▶ [Data lines]:
* Begin *

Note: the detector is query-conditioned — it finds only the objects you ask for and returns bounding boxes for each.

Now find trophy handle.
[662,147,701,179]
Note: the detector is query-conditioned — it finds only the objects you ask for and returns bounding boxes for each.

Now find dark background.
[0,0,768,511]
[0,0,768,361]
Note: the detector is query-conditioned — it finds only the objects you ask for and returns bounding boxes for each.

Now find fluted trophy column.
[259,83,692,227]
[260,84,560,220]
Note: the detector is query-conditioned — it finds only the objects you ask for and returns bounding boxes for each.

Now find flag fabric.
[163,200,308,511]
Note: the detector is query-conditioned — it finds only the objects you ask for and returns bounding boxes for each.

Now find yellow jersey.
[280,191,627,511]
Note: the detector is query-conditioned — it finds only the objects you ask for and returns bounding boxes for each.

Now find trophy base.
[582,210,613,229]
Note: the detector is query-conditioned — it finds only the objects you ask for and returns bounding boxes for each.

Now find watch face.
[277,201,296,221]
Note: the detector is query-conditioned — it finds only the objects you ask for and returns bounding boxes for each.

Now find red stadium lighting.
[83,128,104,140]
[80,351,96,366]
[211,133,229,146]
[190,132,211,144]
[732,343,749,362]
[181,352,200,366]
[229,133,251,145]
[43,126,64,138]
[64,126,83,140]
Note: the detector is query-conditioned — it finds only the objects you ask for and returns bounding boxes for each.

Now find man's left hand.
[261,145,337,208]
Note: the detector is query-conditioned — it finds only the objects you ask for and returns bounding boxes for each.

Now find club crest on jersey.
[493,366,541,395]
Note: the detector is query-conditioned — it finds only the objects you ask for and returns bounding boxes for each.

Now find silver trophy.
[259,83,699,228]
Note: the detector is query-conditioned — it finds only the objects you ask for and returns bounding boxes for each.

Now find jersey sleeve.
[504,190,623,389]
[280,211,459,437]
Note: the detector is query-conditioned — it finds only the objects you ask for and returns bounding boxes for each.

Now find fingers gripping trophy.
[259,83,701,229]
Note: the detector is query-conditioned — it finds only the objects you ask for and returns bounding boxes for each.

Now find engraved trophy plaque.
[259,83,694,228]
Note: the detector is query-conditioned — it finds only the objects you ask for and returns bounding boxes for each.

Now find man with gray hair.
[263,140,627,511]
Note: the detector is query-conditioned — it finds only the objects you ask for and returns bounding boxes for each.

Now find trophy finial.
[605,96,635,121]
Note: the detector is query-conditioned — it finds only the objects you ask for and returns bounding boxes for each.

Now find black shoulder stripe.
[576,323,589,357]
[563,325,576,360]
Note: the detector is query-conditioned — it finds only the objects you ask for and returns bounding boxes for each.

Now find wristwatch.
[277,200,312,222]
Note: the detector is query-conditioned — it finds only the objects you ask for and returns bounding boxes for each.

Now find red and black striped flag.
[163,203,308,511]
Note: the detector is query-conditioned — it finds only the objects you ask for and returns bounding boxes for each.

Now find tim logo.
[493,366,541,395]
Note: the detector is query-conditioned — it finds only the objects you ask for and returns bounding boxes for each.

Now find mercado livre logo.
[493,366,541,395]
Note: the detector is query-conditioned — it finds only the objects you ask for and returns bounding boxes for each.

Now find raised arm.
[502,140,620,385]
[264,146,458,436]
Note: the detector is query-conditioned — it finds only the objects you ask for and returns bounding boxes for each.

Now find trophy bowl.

* End *

▶ [The exercise]:
Print all of the items above again word for word, changing nothing.

▶ [Output of the task]:
Note: the detector is query-conditioned — it finds only the objects you ask for and returns bounding boxes for each.

Now find trophy handle.
[662,147,701,179]
Note: the detector is query-conditioned — it finds only the objects you ask for and returns bounding boxes for each.

Now find dark background.
[0,0,768,511]
[0,0,768,361]
Note: the detector is query-conditioned — it finds only the objects you ask for and returns bounding boxes for each.

Now find fluted trophy column.
[259,83,692,227]
[260,84,560,220]
Note: the detector is query-conditioned — it finds only the objects you ask for and returns bounding boxes for each.

Now find flag fabric.
[163,200,308,511]
Note: the detector is query-conditioned — it finds only the objects you ask for and returns bounding boxes for each.

Now find yellow jersey.
[280,191,627,511]
Note: the detector is query-conditioned — it finds only the objects you ask for and returns bounding boxes for each.

Now find trophy base.
[582,210,613,229]
Note: the detector is query-conditioned — it finds only the objects you ask for and returns bounding boxes for each.

Now find watch face.
[277,201,296,221]
Note: the detector is query-conditioned — it finds only the objects you ask for and returns bounding boxes for each.

Now find red stadium lighting.
[83,128,104,140]
[80,351,96,366]
[211,133,229,146]
[190,132,211,144]
[732,343,749,362]
[181,352,200,366]
[229,133,251,145]
[43,126,64,138]
[64,126,83,140]
Note: the detector is query-conditioned — it finds only the objects you ask for and returns bounding boxes for each.

Now find man's left hand.
[261,145,337,208]
Note: the detector is query-conditioned — it finds only the objects you ask for and returns bounding boxes for each.

Now find club crest on jersey.
[493,366,541,395]
Note: the detector is query-conditioned — it finds only the objects you ask for and returns bounding boxes for each.

Now find silver trophy.
[259,83,699,228]
Note: the detector is query-conditioned — it finds only the objects you ask for and returns bounding boxes for each.

Now find jersey sleeve.
[504,190,623,389]
[280,211,459,437]
Note: the detector is query-conditioned — it finds only the objects you ask for and returns bounding boxes for each.

Now find fingers gripping trophy.
[259,83,701,229]
Note: the detector is query-conditioned — it finds only the objects you ask for and returns bounding boxes for each.

Now find engraved trophy plaque.
[259,83,694,228]
Note: the detector is query-conditioned — it finds only the objects you ask for and returns bounding boxes for each.

Now find man with gray hair.
[263,140,627,511]
Note: the detector is query-conditioned — it finds only the objects you ask for and returns bounding boxes for each.

Now find trophy finial.
[605,96,635,121]
Note: the detector is query-conditioned — it finds only the objects you ask for and returns bounding boxes for each.

Now find black shoulder stripe.
[576,323,589,357]
[563,325,576,360]
Note: the detector is query-conditioned — it finds only the objects you ask for and returns bounding boxes for each.

Now find wristwatch.
[277,200,312,222]
Note: the detector is query-conditioned — it finds only the objects you ask for and returns bounding boxes for each.

Now find red and black striped flag.
[163,203,308,511]
Note: the detector is query-conditioned — it finds only the objects you ask for and returns bounding boxes for each.

Now find tim logo.
[493,366,541,395]
Note: the detector is query-conditioned — it finds only the objects you ask for and returns bounding boxes for each.

Now find mercado livre logo.
[493,366,541,395]
Note: the detector is query-conditioned — it finds only the objects you ask for and returns bounding boxes for each.

Now find raised arm.
[502,140,620,385]
[264,146,458,436]
Note: the detector is query-conditioned — it finds only the objects you ask for and returns bounding boxes for each.

Now find trophy bowl.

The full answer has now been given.